---- EXTRACTED MATERIAL

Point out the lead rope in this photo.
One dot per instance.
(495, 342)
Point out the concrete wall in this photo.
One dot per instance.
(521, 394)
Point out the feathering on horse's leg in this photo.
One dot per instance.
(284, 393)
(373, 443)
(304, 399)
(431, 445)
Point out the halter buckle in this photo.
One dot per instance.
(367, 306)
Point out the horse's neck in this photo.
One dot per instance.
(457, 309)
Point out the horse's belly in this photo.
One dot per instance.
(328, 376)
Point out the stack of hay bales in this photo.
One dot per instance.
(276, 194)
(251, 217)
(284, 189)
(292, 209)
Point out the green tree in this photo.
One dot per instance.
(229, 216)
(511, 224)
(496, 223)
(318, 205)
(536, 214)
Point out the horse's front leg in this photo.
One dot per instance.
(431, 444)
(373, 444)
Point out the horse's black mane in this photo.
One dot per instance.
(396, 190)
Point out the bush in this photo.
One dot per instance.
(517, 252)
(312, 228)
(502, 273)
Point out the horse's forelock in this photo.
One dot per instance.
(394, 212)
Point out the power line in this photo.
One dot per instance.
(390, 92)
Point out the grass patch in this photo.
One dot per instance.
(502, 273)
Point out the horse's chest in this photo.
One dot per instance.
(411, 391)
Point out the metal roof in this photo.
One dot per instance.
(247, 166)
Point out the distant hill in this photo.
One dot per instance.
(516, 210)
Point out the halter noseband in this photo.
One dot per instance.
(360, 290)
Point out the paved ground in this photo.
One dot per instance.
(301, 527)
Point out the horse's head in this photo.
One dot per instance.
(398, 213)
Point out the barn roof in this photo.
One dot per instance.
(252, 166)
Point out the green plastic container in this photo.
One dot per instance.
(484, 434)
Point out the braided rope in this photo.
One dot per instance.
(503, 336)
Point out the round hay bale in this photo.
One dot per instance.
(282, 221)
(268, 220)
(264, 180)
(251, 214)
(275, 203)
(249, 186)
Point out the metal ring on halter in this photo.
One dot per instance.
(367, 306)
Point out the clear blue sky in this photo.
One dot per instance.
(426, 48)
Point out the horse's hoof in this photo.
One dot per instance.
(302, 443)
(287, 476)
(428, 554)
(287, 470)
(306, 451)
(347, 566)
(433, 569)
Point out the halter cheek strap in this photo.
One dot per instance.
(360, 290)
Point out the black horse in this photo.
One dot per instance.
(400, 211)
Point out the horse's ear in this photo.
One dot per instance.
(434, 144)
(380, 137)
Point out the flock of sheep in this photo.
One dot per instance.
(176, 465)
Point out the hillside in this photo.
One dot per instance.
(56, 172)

--------
---- EXTRACTED MATERIAL

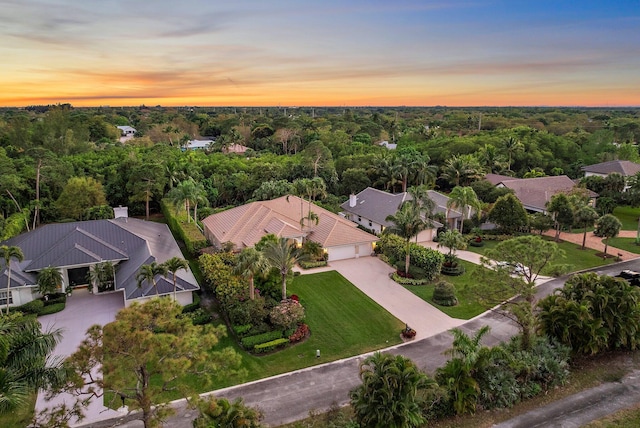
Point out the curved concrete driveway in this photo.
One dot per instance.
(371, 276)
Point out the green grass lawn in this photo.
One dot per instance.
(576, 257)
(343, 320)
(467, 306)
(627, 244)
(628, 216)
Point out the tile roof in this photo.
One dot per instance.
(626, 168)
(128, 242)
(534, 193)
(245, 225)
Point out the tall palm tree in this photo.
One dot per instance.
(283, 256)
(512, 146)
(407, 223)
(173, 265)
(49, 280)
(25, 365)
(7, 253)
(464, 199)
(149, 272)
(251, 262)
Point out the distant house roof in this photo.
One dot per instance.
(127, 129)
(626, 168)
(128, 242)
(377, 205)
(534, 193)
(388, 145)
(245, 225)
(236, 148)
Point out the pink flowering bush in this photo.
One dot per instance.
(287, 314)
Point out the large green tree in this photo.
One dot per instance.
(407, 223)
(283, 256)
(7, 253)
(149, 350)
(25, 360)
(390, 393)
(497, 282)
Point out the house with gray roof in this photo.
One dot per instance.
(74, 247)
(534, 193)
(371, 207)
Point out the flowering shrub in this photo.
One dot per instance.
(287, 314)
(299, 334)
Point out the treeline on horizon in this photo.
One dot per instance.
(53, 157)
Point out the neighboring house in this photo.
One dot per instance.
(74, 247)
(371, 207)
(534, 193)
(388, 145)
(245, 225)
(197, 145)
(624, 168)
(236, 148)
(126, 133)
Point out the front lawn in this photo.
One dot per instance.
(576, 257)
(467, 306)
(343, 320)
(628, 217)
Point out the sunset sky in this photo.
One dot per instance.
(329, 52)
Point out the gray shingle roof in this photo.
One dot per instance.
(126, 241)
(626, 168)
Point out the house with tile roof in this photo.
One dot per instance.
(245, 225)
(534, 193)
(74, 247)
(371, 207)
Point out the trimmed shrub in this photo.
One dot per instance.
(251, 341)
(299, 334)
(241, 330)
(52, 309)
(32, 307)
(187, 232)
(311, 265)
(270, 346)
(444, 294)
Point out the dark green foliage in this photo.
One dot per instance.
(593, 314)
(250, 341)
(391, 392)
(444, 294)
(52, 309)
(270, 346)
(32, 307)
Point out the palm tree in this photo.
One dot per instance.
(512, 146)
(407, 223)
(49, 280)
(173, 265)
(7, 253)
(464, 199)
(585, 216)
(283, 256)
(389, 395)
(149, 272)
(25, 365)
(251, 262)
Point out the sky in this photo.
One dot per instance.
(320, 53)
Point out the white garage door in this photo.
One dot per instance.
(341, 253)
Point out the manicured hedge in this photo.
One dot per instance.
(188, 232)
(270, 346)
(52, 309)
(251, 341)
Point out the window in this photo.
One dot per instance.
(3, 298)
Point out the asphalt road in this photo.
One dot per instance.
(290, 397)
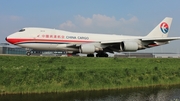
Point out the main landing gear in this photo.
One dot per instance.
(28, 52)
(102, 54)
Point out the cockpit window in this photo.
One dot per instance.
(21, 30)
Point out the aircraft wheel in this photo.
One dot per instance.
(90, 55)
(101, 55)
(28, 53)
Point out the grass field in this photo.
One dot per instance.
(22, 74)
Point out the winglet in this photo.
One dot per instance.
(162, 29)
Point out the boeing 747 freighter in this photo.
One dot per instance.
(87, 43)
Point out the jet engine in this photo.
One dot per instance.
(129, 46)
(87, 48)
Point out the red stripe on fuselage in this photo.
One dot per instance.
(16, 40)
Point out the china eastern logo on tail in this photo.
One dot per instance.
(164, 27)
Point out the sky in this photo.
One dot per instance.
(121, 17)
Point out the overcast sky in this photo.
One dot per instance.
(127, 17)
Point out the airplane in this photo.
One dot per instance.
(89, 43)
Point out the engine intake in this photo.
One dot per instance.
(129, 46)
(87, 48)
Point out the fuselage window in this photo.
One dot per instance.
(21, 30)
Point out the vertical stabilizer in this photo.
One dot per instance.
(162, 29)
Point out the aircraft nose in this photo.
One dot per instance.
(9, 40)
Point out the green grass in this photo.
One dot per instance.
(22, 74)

--------
---- EXTRACTED MATERIAL

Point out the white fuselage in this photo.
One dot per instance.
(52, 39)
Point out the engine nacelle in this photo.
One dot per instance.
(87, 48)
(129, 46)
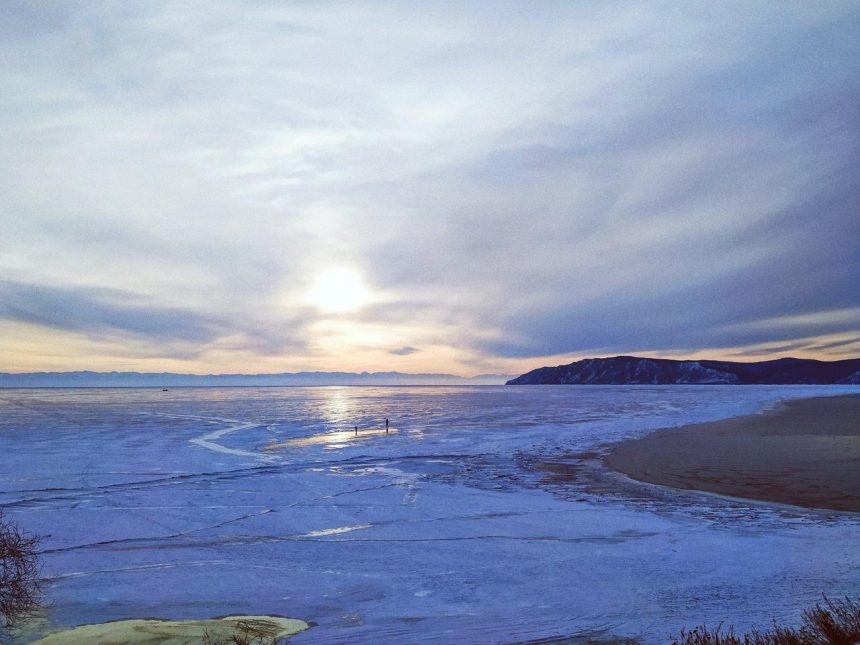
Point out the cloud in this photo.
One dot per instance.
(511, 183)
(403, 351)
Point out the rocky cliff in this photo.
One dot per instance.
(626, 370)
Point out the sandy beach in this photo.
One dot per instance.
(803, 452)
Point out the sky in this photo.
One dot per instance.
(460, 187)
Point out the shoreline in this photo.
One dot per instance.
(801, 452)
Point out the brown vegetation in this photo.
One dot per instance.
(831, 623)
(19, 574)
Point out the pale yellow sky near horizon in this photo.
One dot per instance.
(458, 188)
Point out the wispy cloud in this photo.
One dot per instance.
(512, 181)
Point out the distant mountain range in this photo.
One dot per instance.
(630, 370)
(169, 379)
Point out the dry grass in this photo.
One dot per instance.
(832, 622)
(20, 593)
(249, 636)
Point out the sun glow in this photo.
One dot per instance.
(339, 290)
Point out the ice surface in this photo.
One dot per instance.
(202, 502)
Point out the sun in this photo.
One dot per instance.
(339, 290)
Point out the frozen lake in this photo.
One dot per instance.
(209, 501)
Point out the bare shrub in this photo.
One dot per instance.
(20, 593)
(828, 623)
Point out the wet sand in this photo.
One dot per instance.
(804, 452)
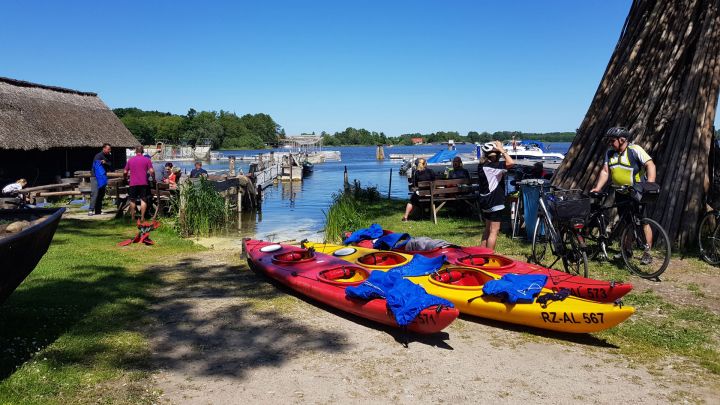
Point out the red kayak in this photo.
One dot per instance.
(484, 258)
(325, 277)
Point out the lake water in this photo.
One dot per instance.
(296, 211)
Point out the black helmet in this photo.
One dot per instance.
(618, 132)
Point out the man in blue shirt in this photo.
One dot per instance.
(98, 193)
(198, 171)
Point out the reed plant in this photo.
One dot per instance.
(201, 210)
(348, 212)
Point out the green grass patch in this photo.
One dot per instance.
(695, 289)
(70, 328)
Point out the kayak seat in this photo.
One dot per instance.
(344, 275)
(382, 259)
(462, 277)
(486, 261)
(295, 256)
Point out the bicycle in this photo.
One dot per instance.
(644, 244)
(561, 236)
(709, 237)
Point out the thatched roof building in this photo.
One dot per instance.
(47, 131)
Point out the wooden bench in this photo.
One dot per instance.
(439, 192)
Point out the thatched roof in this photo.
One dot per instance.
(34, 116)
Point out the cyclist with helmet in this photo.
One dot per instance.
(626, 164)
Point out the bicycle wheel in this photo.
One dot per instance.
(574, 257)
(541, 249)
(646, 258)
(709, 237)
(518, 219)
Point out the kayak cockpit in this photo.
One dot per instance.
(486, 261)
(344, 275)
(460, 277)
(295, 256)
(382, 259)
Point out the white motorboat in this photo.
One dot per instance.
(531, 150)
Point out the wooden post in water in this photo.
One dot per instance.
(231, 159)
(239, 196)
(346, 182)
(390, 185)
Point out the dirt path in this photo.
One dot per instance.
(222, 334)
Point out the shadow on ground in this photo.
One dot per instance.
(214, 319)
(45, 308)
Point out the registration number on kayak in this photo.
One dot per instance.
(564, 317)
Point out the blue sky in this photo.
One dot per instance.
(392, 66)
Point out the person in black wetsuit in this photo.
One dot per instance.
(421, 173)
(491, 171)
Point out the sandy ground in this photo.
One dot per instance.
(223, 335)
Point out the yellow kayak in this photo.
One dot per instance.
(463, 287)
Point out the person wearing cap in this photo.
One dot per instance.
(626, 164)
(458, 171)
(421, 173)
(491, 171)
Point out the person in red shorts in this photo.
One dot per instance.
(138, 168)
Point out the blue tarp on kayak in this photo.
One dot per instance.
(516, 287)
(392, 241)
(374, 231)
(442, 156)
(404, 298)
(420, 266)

--------

WHAT THE TASK REQUIRES = From the records above, reproduce exactly the lines from the one with "Point out the cyclist" to the one with "Point out the registration", both included, and no others.

TASK OUTPUT =
Point out the cyclist with helmet in this photo.
One dot per instance.
(626, 164)
Point out the bicycle wheel in this photo.
One dot per instance.
(574, 257)
(541, 249)
(646, 258)
(709, 237)
(518, 219)
Point out the kayak cockpit in this photo.
One dot per instance.
(486, 261)
(344, 275)
(460, 277)
(295, 256)
(382, 259)
Point out the white motorboat in this photo.
One dot per instance.
(531, 150)
Point out the wooden post in water in this photo.
One dot per instance.
(231, 159)
(239, 196)
(346, 182)
(390, 185)
Point out the dirt path in this photo.
One dot per instance.
(222, 334)
Point out the shadow on ground in this photo.
One dot per instance.
(214, 319)
(45, 308)
Point out the registration number on kayak in this photo.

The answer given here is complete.